[start Given data]

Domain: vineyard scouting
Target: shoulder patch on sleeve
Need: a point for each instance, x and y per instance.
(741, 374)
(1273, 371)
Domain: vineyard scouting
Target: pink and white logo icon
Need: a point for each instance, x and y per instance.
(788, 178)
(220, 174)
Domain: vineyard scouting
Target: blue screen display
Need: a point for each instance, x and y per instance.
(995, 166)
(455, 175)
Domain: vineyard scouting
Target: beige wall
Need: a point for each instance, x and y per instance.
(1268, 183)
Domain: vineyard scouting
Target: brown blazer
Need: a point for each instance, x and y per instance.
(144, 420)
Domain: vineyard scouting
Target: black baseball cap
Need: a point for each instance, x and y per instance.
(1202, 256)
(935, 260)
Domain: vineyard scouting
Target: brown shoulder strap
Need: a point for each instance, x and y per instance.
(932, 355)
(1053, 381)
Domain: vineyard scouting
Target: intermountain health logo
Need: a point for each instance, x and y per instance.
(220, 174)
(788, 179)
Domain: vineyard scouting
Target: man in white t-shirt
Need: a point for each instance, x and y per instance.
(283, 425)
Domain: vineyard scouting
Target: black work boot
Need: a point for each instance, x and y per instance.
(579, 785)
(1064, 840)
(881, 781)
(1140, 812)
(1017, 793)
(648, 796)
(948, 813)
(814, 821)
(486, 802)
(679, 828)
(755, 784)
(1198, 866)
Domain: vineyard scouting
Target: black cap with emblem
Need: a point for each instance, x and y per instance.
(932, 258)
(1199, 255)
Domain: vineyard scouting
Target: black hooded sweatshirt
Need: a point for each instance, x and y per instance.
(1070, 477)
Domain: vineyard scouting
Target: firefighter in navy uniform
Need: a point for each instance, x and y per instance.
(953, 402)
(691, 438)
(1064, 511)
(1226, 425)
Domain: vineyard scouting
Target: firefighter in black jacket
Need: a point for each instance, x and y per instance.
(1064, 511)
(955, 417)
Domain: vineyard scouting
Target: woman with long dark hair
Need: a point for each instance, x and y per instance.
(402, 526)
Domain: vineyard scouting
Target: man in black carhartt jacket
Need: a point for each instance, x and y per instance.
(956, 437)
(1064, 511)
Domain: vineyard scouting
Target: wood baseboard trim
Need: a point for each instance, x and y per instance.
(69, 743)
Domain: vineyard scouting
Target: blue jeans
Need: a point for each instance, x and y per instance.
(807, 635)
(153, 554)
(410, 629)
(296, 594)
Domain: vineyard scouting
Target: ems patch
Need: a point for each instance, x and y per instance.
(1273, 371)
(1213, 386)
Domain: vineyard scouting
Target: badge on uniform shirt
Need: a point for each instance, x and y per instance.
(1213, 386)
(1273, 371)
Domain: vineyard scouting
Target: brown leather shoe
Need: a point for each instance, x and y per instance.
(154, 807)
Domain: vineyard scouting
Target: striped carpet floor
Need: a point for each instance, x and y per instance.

[end Given data]

Extract each line of the material exactly as it stands.

Domain: vineyard scouting
Target: shoulder patch on sleeve
Need: a point for each instance, x and y per instance.
(741, 374)
(1273, 371)
Domain: vineyard scouting
Target: pink and white logo icon
Need: a point for each instance, x and y per instance.
(788, 178)
(220, 174)
Domain: vineyard scouting
Target: blue screen display
Need: a point for each instance, x and y per instance.
(995, 166)
(455, 175)
Domain: vineyard scouting
Target: beige wall
Need: a point for each instance, x and y per instance.
(1268, 183)
Domain: vineyard scouting
Target: brown blazer
Need: a point for each instance, x and y per instance.
(144, 420)
Domain: vineyard scouting
Target: black baseball cap
Need: a point for each instance, x and y per instance.
(1202, 256)
(935, 260)
Domain: vineyard scouting
Target: brown shoulder strap
Need: a point for each instance, x and y per instance.
(932, 355)
(1053, 381)
Domain: vineyard scouting
Target: intermountain health logo
Need: a point for each instance, x and y per instance.
(220, 174)
(788, 179)
Domain: vineyard scouting
Target: man in white t-shirt
Need: a point for each instance, x and y per instance.
(283, 425)
Domain: vineyard scouting
Target: black work boot
Need: a point for each instance, x and y per instance.
(579, 785)
(1064, 840)
(881, 781)
(1140, 812)
(1017, 793)
(648, 796)
(948, 813)
(814, 821)
(486, 802)
(679, 828)
(755, 784)
(1198, 866)
Domain: vineyard scouting
Target: black cap with emblem
Need: a point for each instance, x and y per instance.
(932, 258)
(1199, 255)
Domain: vineyard scouting
Target: black hooded sweatshirt
Need: a point for each instance, x and y per instance.
(1070, 477)
Domain: vineyard scouting
Target: firefighter in navy uniform
Need: a point for each instance, x and y per instance.
(953, 402)
(691, 438)
(1064, 511)
(1226, 425)
Domain: vineyard scouting
Target: firefighter in black jacket
Need: a point for each instance, x and y per instance.
(1064, 511)
(955, 417)
Domain: vineyard scouting
Target: woman with long dark hair
Need: a point for each instance, x and y per instance.
(402, 526)
Domain: vineyard scouting
Target: man in black carhartt jacket
Need: a point for each instance, x and y per instance.
(956, 437)
(1064, 511)
Domain: vineyard scouting
Target: wood baseboard trim
Need: a point for each instance, x and y per instance.
(69, 743)
Domain: vineyard scouting
Target: blue jeans
Need: a point for each instance, x and y per instance.
(807, 635)
(153, 554)
(410, 629)
(296, 594)
Domain: vineyard scouting
Target: ems patch
Need: a point for each instance, x and y per instance.
(1273, 371)
(1213, 386)
Domain: vineyard scouting
Target: badge on uniform shirt
Need: a point for each instance, x and y per instance.
(1213, 386)
(1273, 371)
Domain: vineyard scouting
Target: brown leather shoe
Need: a point for each instance, x and y per instance.
(154, 807)
Domain: vineyard scouting
Target: striped carpet floor
Need: a point for each instance, x and y per instance.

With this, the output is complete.